→ Document extract

begin

Composable, physics-informed digital twins with calibrated uncertainty and leakage-free evaluation by default — lightweight, CPU-first, for those without a cluster.
A lightweight Python library for physics-informed digital twins: pair a structured physical prior with a learned correction, attach calibrated uncertainty, and evaluate without leakage. One pattern, applied from full dynamical systems to slow degradation.
The physical prior spans a spectrum:
- Strong end — port-Hamiltonian systems (PHS). For systems with known conservation structure, dynamics are constrained to PHS form so that conservation, dissipation, and passivity hold by construction — the principled answer to long-horizon drift. This is the rigorous core of the library.
- Light end — empirical/structured laws. For aging and degradation (e.g. battery capacity fade), a transparent physical prior carries the trend and a bounded learned residual corrects it. Same hybrid pattern, lighter physics.
The three load-bearing differentiators:
- Physics as a prior, not a hope. Structure (from PHS to empirical laws) keeps forecasts physically admissible far ahead, where black-box models drift.
- Calibrated uncertainty as a first-class citizen. Ensemble / GP predictions with conformal, horizon-aware intervals and calibration metrics (PICP, coverage, CRPS) — a stated 90% interval is checked to mean 90%.
- Leakage-free evaluation by default. Temporal / rolling-origin splits, mandatory naive baselines, skill scores. No headline metric without a baseline and a declared split protocol.
Flagship example: battery State-of-Health & Remaining-Useful-Life forecasting for grid-scale storage — examples/battery_soh.
Where this sits. These are observable-state, structure-known dynamics models — the white-box end of the broader family that also includes latent-state ML world models. Same substrate (state, conservation, dissipation, coupling); opposite ends of the observable↔latent axis.
Core (numpy + scipy only):
# For now, until first release:
pip install git+https://github.com/Javihaus/Digital-Twin-in-python.git@v2With optional extras:
pip install "PKG[torch]" # For learned PHS (PortHamiltonianNN)
pip install "PKG[gp]" # For GP-PHS (Gaussian Process uncertainty)
pip install "PKG[viz]" # For matplotlib + plotly visualization
pip install "PKG[dev]" # For testing/linting/typing/docsRequirements:
- Python ≥ 3.10
- Runs on CPU (no GPU required)
- Works on a laptop
from PKG import DigitalTwin, evaluate
from PKG.systems.library import water_tank
# Use an analytic port-Hamiltonian system
twin = DigitalTwin(model=water_tank())
# Or learn from data (requires [torch] extra)
twin = DigitalTwin(model="phnn", uq="ensemble")
twin.fit(data, state_cols=["x1", "x2"], input_cols=["u"], time_col="t")
# Forecast with calibrated uncertainty
forecast = twin.forecast(horizon=100, u=future_inputs, return_uncertainty=True)
# Evaluate (temporal split + baselines by default)

end

→ Raw records
begin

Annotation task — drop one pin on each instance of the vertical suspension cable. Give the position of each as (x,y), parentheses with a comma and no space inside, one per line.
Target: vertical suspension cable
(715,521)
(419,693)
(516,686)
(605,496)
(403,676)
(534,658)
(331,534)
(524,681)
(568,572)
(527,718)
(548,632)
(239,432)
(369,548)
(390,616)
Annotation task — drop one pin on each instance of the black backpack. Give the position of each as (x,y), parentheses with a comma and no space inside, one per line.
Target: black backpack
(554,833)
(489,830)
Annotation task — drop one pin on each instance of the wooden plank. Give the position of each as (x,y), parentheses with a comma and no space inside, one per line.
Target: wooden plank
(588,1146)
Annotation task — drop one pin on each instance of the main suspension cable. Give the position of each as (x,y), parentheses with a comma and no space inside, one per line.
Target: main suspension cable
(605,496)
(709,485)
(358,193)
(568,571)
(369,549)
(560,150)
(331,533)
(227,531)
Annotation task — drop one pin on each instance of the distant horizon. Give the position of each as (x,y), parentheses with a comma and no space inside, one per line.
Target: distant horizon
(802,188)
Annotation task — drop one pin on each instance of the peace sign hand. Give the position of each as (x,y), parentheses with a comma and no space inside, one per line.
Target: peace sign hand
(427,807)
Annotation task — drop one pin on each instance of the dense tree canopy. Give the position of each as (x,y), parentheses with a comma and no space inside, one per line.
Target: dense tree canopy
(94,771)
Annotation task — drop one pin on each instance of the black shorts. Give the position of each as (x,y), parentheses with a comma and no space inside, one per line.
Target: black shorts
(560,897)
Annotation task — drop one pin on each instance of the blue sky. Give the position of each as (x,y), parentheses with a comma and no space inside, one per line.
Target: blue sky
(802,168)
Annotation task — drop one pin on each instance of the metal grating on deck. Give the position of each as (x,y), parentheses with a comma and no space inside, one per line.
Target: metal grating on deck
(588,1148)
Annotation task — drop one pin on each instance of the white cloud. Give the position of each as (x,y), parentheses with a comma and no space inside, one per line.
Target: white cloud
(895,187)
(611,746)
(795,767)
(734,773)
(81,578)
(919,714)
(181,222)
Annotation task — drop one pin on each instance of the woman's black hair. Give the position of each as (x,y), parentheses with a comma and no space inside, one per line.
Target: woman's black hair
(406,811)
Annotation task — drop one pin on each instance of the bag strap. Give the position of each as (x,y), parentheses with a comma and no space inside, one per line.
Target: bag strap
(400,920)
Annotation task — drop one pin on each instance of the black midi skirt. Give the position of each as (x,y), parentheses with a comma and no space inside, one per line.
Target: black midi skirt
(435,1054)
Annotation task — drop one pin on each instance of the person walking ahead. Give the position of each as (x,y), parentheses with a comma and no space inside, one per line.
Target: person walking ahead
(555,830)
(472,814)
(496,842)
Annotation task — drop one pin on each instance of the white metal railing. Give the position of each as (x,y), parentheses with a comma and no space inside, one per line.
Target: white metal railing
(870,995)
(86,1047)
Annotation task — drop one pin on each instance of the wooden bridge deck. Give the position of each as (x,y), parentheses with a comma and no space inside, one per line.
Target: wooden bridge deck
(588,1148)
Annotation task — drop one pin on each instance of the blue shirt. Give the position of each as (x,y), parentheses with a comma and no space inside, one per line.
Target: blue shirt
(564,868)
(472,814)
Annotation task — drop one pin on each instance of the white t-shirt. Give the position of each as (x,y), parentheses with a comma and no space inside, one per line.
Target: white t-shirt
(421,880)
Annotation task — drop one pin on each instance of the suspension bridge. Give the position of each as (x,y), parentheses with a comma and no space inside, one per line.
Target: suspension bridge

end

→ Set tasks
(a) Using the library description, decide whether each statement below agrees with it. Answer yes or no for each, and quote the words that decide it.
(i) The library needs a GPU to run.
(ii) Learning a model from data requires the [torch] extra.
(iii) Battery capacity fade is placed at the strong end of the physical prior spectrum.
(b) Please answer these questions from the library description.
(i) What is the minimum Python version?
(ii) Which calibration metrics does it name?
(iii) What is its flagship example?
(c) Pick up the library description after its last line and continue it.

→ Task results
(a)
(i) No: "Runs on CPU (no GPU required)"
(ii) Yes: "# Or learn from data (requires [torch] extra)"
(iii) No: "Light end — empirical/structured laws. For aging and degradation (e.g. battery capacity fade)"

(b)
(i) Python 3.10
(ii) PICP, coverage, and CRPS
(iii) Battery State-of-Health and Remaining-Useful-Life forecasting for grid-scale storage

(c)
report = evaluate(twin, data, protocol="rolling_origin")
print(report) # Shows skill score (vs naive baseline) firstOutput:
EvalReport (rolling_origin, 5 folds)
━━━━━━━━━━━━━━━━━━━━━━━━━━━━━━━━━━━━━━━━━━━━━━
Skill Score (vs best baseline): 0.74 (26% better)
Baseline: persistence
Point Metrics:
RMSE: 0.0234 (baseline: 0.0316)
MAE: 0.0187
nRMSE: 0.0429
MASE: 0.68 (< 1.0 = better than naive)
Theil_U: 0.74 (< 1.0 = better than persistence)
Probabilistic Metrics:
CRPS: 0.0156
PICP@90: 0.89 (target: 0.90, calibration: good)
MPIW: 0.0891
━━━━━━━━━━━━━━━━━━━━━━━━━━━━━━━━━━━━━━━━━━━━━━
Traditional learned dynamics models (neural ODEs, LSTMs, generic regression) learn unstructured mappings. They work well in interpolation, but on long horizons or out-of-distribution inputs, they drift, violate conservation laws, and produce unphysical behavior.
Port-Hamiltonian systems enforce structure:
ẋ = (J(x) − R(x)) ∇H(x) + g(x) u
y = g(x)ᵀ ∇H(x)
where:
J(x) = −J(x)ᵀ(skew-symmetric → lossless interconnection)R(x) ⪰ 0(positive semidefinite → dissipation)H(x)is the energy/storage function
Power balance (provable by construction):
dH/dt = −∇Hᵀ R ∇H + yᵀu ≤ yᵀu
With u = 0, energy is non-increasing. No energy-creating drift, by algebra.
When you learn a PortHamiltonianNN, the network architecture enforces J skew and R PSD regardless of weights. The guarantee is structural.
Systems expressible as (irreversible) port-Hamiltonian / structured ODE state-space twins:
- Mechanical systems (mass-spring-damper, robotics, vehicles)
- Electrical circuits (RLC, power systems)
- Thermal systems (heat exchangers, buildings)
- Chemical reactors (CSTR with thermodynamics)
- Fluid systems (tanks, pipelines)
- Coupled multi-physics systems (via port composition)
Not for:
- High-dimensional pixel/video world models
- Systems without a clear state-space / energy structure
- Applications requiring a GPU-vendor stack (Omniverse, etc.)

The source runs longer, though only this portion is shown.